What to produce
Output the entries word for word. Omit images.

[[ Data records open ]]

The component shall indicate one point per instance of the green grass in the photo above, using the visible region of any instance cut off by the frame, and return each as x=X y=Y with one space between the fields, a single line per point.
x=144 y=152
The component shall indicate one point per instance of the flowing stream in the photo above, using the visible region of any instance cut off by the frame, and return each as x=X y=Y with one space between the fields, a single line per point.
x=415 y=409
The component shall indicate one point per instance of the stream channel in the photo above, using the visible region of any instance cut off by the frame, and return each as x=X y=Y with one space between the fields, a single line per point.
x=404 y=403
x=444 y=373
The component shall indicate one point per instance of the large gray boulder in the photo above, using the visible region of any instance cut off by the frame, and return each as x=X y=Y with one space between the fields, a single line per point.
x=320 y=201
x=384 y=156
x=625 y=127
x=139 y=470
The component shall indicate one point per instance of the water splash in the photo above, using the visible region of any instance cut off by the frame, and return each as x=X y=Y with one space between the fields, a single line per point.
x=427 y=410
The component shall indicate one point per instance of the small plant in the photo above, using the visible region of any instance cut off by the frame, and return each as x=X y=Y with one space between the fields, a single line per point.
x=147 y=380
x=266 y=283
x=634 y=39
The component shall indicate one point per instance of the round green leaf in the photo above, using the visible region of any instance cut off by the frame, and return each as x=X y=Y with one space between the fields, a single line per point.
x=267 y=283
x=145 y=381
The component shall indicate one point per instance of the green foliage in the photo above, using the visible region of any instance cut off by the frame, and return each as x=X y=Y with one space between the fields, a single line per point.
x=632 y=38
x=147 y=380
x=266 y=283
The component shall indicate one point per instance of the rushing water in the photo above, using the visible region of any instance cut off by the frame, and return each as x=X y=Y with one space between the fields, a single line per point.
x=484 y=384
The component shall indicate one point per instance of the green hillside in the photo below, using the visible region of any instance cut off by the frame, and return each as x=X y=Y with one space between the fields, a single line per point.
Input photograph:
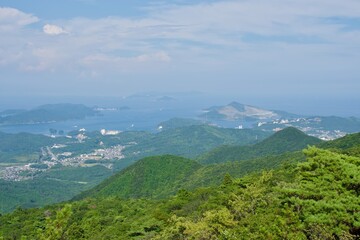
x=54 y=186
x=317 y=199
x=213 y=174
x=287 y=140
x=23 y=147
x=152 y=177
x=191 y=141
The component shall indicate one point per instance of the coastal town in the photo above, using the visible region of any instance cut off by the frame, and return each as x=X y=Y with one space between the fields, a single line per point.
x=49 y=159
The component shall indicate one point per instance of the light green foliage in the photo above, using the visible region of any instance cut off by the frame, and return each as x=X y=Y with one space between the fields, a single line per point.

[[ Data records closed ]]

Answer for the task
The component shall indicate one point per instance of the green grass in the photo above, using the visible region of any instance cut off by the frame, and return each as x=X y=Y with one space between the fields, a single line per point.
x=144 y=152
The component shall indicate one point per instance of the flowing stream in the photo above, using the visible region of any instance cut off by the frame, and return each as x=X y=Y with one space between the fields, a single line per point.
x=415 y=409
The component shall indicate one point per instance of the stream channel in the photo above, using the visible region of any instance cut off by the frame, and return each as x=X y=Y with one space between the fields, a single line per point.
x=404 y=403
x=444 y=373
The component shall indicate one point per instance of the large gray boulder in the photo above, using the visible region of any instance cut off by the frame, and return each as x=X y=Y with one space between the fields, a single line per point.
x=320 y=201
x=384 y=156
x=625 y=127
x=139 y=470
The component shall indicate one point per instance of the water splash in the photo above, using the visible region of any instance cut off by the frame, and return each as x=X y=Y with one space between the fields, a single line per point.
x=427 y=410
The component shall indicate one point per instance of the small plant in the photo above, using the visible region of any instance cut off by the frame, and return each as x=X y=Y with one space between the fields, a single line per point.
x=147 y=380
x=266 y=283
x=634 y=39
The component shall indicate one point per instance of the round green leaf in the photo above, using the visible region of any instance cut off by the frame, and return each as x=X y=Y with one space between the fields, a single line per point.
x=267 y=283
x=145 y=381
The component shall indicate one point per instance of the green foliage in the photo above, using the visible region of any instance cut off by the frame, and return each as x=X y=Y with one space between the fields, a single line per point.
x=632 y=38
x=147 y=380
x=266 y=283
The component shall indicate one point per instance of the rushing water in the photo above, using the visible region of any instance cut off by the frame, and return each as x=X y=Y with one space between the fields, a single line per point.
x=484 y=384
The component shall indicate one point per instance of the green hillside in the photo below, using the visible region of any instance cut off by the frame, and return each as x=X y=Y with one space between the fields, a single line per point.
Input photograph:
x=54 y=186
x=317 y=199
x=213 y=174
x=287 y=140
x=23 y=147
x=152 y=177
x=191 y=141
The component shall indicate one point per instance of the coastal town in the photo above, using the visible region of any instance cut off by the frame, and return each as x=X y=Y with one space between the fields, a single line per point.
x=49 y=159
The component shall indicate one point per instance of the light green foliage in the photo above, using the visible region of any instance cut off by the frame, and return each as x=X y=Y with one space between the fields, a single line per point.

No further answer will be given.